Written instruction:
Set down exactly the lines from the one containing "Mark the black tail, giving" through the end of the records below, both included, and nothing else.

Location annotation dataset excerpts:
******************************
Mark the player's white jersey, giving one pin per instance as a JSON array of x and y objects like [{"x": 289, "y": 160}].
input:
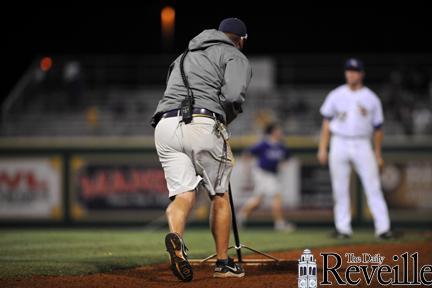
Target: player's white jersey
[{"x": 352, "y": 113}]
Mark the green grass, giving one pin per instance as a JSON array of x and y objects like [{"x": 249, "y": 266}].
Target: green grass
[{"x": 83, "y": 251}]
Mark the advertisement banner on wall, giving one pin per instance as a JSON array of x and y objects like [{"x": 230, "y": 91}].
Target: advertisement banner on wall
[
  {"x": 31, "y": 188},
  {"x": 407, "y": 187},
  {"x": 117, "y": 187}
]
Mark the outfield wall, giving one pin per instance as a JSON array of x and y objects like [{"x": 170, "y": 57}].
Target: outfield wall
[{"x": 119, "y": 181}]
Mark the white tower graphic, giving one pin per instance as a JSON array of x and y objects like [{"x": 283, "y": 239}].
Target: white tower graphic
[{"x": 307, "y": 273}]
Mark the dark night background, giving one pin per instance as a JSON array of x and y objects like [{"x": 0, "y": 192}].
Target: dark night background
[{"x": 274, "y": 27}]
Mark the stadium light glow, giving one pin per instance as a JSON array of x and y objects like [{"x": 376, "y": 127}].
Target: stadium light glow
[
  {"x": 45, "y": 64},
  {"x": 167, "y": 22}
]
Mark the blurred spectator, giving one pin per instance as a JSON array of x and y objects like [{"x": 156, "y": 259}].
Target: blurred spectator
[{"x": 74, "y": 84}]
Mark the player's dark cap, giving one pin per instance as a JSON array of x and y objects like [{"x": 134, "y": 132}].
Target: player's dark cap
[
  {"x": 233, "y": 25},
  {"x": 354, "y": 65}
]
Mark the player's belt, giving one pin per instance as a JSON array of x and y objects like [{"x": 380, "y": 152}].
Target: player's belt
[{"x": 197, "y": 112}]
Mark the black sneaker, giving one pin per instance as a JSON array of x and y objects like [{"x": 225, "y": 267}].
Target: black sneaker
[
  {"x": 340, "y": 235},
  {"x": 388, "y": 235},
  {"x": 178, "y": 257},
  {"x": 227, "y": 268}
]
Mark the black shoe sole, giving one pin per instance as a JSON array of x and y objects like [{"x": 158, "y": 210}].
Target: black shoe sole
[{"x": 180, "y": 267}]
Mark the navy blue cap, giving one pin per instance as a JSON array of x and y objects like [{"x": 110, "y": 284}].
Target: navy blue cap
[
  {"x": 354, "y": 64},
  {"x": 233, "y": 25}
]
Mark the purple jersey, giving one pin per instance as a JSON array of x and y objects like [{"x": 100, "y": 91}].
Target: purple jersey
[{"x": 269, "y": 155}]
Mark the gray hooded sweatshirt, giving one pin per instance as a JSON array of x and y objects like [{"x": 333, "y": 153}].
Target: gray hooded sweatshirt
[{"x": 217, "y": 72}]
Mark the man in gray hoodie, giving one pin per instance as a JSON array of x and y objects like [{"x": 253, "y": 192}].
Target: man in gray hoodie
[{"x": 206, "y": 87}]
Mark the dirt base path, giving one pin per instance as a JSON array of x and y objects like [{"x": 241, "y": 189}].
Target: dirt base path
[{"x": 159, "y": 276}]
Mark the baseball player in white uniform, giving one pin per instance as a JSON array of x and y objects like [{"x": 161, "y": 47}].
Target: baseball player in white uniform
[{"x": 352, "y": 115}]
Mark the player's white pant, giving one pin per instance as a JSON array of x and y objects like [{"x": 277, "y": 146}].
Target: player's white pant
[{"x": 359, "y": 153}]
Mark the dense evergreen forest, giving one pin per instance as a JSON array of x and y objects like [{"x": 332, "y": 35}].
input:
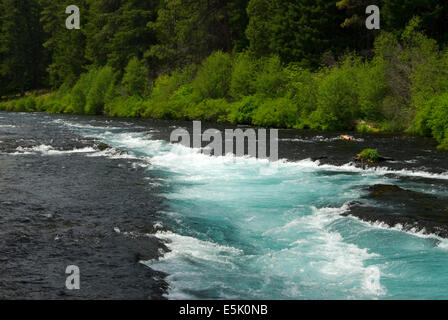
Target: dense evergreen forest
[{"x": 283, "y": 63}]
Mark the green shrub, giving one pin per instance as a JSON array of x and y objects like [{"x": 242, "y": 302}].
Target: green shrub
[
  {"x": 368, "y": 155},
  {"x": 95, "y": 100},
  {"x": 337, "y": 103},
  {"x": 278, "y": 112},
  {"x": 210, "y": 110},
  {"x": 302, "y": 90},
  {"x": 372, "y": 89},
  {"x": 244, "y": 74},
  {"x": 135, "y": 78},
  {"x": 214, "y": 76},
  {"x": 271, "y": 80},
  {"x": 125, "y": 107},
  {"x": 243, "y": 111}
]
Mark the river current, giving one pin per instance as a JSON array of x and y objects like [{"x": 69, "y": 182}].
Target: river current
[{"x": 223, "y": 227}]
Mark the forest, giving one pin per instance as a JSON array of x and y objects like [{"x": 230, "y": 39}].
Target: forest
[{"x": 305, "y": 64}]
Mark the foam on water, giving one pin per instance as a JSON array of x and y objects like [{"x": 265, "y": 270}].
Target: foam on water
[{"x": 244, "y": 228}]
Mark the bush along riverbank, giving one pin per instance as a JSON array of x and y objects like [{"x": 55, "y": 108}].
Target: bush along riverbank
[{"x": 402, "y": 88}]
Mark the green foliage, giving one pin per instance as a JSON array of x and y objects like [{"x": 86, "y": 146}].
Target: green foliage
[
  {"x": 337, "y": 103},
  {"x": 277, "y": 112},
  {"x": 243, "y": 111},
  {"x": 135, "y": 78},
  {"x": 96, "y": 98},
  {"x": 271, "y": 78},
  {"x": 214, "y": 77},
  {"x": 244, "y": 74},
  {"x": 368, "y": 155}
]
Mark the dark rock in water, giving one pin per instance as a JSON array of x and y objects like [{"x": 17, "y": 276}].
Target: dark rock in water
[
  {"x": 411, "y": 209},
  {"x": 102, "y": 146}
]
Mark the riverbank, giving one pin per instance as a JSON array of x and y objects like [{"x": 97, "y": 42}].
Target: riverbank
[
  {"x": 60, "y": 207},
  {"x": 353, "y": 94},
  {"x": 198, "y": 223}
]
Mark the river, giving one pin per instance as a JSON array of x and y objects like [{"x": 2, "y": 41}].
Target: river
[{"x": 148, "y": 219}]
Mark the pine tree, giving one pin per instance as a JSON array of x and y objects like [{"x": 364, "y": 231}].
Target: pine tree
[{"x": 22, "y": 57}]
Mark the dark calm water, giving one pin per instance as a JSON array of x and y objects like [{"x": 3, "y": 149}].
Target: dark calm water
[{"x": 149, "y": 219}]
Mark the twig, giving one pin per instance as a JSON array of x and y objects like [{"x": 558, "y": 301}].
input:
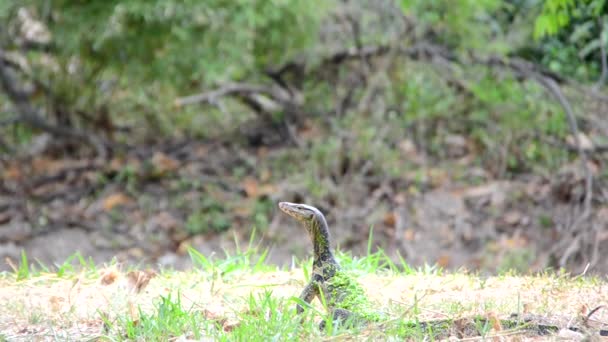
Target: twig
[
  {"x": 229, "y": 89},
  {"x": 602, "y": 79}
]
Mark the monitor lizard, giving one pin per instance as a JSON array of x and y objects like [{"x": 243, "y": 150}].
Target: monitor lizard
[{"x": 343, "y": 297}]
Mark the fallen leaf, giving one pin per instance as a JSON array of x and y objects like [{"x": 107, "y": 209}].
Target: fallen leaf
[
  {"x": 512, "y": 218},
  {"x": 55, "y": 303},
  {"x": 109, "y": 277},
  {"x": 409, "y": 234},
  {"x": 163, "y": 163},
  {"x": 134, "y": 313},
  {"x": 443, "y": 260},
  {"x": 138, "y": 280},
  {"x": 115, "y": 200},
  {"x": 390, "y": 219},
  {"x": 583, "y": 140},
  {"x": 250, "y": 185}
]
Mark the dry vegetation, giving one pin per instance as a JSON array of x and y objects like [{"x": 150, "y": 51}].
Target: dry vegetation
[{"x": 95, "y": 304}]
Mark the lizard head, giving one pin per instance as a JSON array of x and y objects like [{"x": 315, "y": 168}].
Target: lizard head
[
  {"x": 308, "y": 215},
  {"x": 316, "y": 226}
]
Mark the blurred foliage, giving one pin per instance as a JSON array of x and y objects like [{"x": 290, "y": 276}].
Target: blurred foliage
[
  {"x": 133, "y": 58},
  {"x": 571, "y": 34}
]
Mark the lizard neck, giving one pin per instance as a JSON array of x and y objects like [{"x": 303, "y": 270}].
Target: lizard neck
[{"x": 321, "y": 241}]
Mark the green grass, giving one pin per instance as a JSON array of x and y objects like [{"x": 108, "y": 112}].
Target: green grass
[{"x": 240, "y": 297}]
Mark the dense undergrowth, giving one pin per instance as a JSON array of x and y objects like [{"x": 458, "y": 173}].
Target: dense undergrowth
[
  {"x": 438, "y": 104},
  {"x": 240, "y": 297}
]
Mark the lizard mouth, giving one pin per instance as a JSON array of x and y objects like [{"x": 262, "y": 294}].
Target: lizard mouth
[{"x": 295, "y": 210}]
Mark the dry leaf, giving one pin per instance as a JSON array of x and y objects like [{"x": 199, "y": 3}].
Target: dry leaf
[
  {"x": 138, "y": 280},
  {"x": 250, "y": 185},
  {"x": 115, "y": 200},
  {"x": 12, "y": 172},
  {"x": 55, "y": 303},
  {"x": 390, "y": 219},
  {"x": 583, "y": 139},
  {"x": 443, "y": 260},
  {"x": 409, "y": 234},
  {"x": 109, "y": 277},
  {"x": 163, "y": 163},
  {"x": 134, "y": 313}
]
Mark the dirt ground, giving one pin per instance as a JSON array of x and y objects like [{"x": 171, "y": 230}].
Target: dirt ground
[
  {"x": 71, "y": 307},
  {"x": 141, "y": 209}
]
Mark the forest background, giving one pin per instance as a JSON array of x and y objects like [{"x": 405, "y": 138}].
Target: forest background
[{"x": 469, "y": 133}]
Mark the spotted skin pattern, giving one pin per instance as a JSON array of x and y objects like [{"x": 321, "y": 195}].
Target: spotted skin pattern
[{"x": 344, "y": 298}]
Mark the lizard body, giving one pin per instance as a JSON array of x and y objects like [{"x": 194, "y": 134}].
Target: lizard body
[{"x": 343, "y": 296}]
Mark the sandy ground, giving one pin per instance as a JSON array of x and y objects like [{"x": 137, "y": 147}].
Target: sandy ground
[{"x": 47, "y": 306}]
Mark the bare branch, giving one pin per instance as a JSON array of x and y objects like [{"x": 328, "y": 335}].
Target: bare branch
[{"x": 603, "y": 38}]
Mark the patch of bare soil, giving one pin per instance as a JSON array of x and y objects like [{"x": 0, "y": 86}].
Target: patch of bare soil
[
  {"x": 151, "y": 204},
  {"x": 72, "y": 308}
]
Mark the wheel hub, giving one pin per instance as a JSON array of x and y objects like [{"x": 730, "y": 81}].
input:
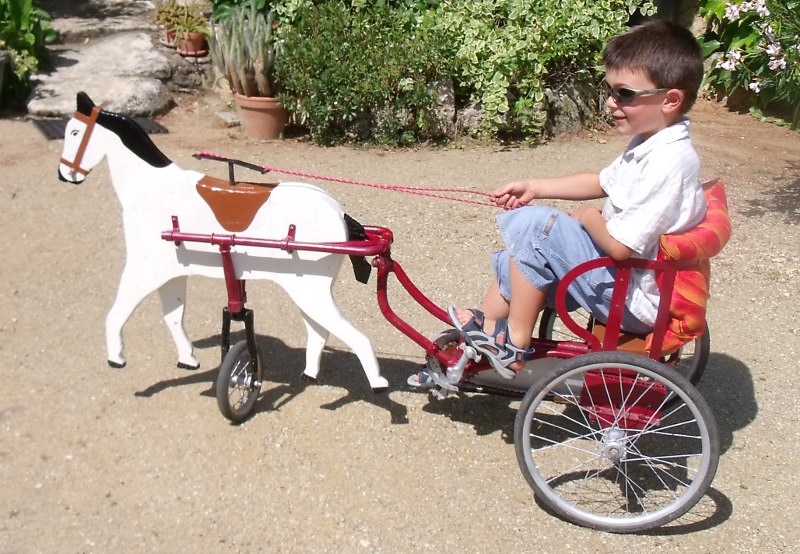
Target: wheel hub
[{"x": 613, "y": 446}]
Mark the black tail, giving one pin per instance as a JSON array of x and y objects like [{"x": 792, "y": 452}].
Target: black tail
[{"x": 361, "y": 267}]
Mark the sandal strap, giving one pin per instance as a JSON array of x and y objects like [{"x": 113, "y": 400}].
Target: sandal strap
[{"x": 498, "y": 348}]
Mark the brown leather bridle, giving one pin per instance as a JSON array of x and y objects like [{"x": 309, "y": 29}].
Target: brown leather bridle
[{"x": 90, "y": 120}]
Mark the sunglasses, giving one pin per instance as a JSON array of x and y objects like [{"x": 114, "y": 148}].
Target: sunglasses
[{"x": 623, "y": 96}]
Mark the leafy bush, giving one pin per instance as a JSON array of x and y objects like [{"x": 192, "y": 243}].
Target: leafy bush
[
  {"x": 350, "y": 69},
  {"x": 357, "y": 62},
  {"x": 758, "y": 44},
  {"x": 24, "y": 32},
  {"x": 507, "y": 51}
]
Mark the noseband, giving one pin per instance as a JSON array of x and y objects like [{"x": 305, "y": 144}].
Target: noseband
[{"x": 90, "y": 120}]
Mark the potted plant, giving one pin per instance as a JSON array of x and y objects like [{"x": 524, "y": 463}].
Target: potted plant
[
  {"x": 244, "y": 48},
  {"x": 191, "y": 30},
  {"x": 24, "y": 33},
  {"x": 166, "y": 16}
]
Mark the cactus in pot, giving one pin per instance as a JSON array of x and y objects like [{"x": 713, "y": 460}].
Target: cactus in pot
[{"x": 244, "y": 49}]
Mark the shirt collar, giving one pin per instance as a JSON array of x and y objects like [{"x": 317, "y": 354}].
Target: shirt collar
[{"x": 638, "y": 149}]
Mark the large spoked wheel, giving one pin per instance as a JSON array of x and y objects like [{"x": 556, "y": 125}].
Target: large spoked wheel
[
  {"x": 616, "y": 442},
  {"x": 238, "y": 385},
  {"x": 690, "y": 361}
]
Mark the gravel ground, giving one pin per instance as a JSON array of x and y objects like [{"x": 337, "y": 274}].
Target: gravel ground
******************************
Full answer:
Mark the black tail, giving one pin per instance as a JSON array of x and y objects like [{"x": 792, "y": 452}].
Target: black tail
[{"x": 361, "y": 267}]
Mark the sandal strap, giving one pin per instance as a JSON array of x and y objects like [{"x": 113, "y": 400}].
Target: sandal strap
[{"x": 498, "y": 348}]
Mark the brown leather bridle, giving one pin per instance as a JSON array of x and y objects like [{"x": 309, "y": 29}].
Target: brown leather bridle
[{"x": 90, "y": 120}]
Mark the sunglasses, giving one pin per instance as a JSON array of x and y objects like [{"x": 114, "y": 148}].
Target: sunglasses
[{"x": 623, "y": 96}]
Mark the leafy bush, giving one pin per instance as a JSON array of x and y objects like [{"x": 192, "y": 243}].
Target: leafy bush
[
  {"x": 350, "y": 69},
  {"x": 357, "y": 62},
  {"x": 758, "y": 44},
  {"x": 24, "y": 32},
  {"x": 507, "y": 51}
]
Mark the noseband, giving one pin per instance as a JSON array of x and y objects like [{"x": 305, "y": 144}].
Target: noseband
[{"x": 90, "y": 120}]
Mark the potted plant, giving one pin per instance as a JSON array of x and y objects like [{"x": 524, "y": 463}].
Target: potted plant
[
  {"x": 244, "y": 48},
  {"x": 191, "y": 30},
  {"x": 24, "y": 33},
  {"x": 166, "y": 16}
]
Mark the cactus in pot, giving one pin per instance as a JSON array of x and y objects like [{"x": 713, "y": 460}].
Target: cactus in pot
[{"x": 244, "y": 49}]
Mark the shirt collar, giving one pin per instance as a JSON array of x and y objects like [{"x": 317, "y": 354}].
Target: shirt collar
[{"x": 638, "y": 149}]
Mark the large spoked wheel, giving one pin per instance as a JSON array of x and y objects like [{"x": 556, "y": 125}].
Target: large spoked wheel
[
  {"x": 616, "y": 442},
  {"x": 238, "y": 385},
  {"x": 690, "y": 361}
]
Mark the gravel ground, giving one pin per instance as a JSON array of x and y objects like [{"x": 337, "y": 274}].
Target: gravel ground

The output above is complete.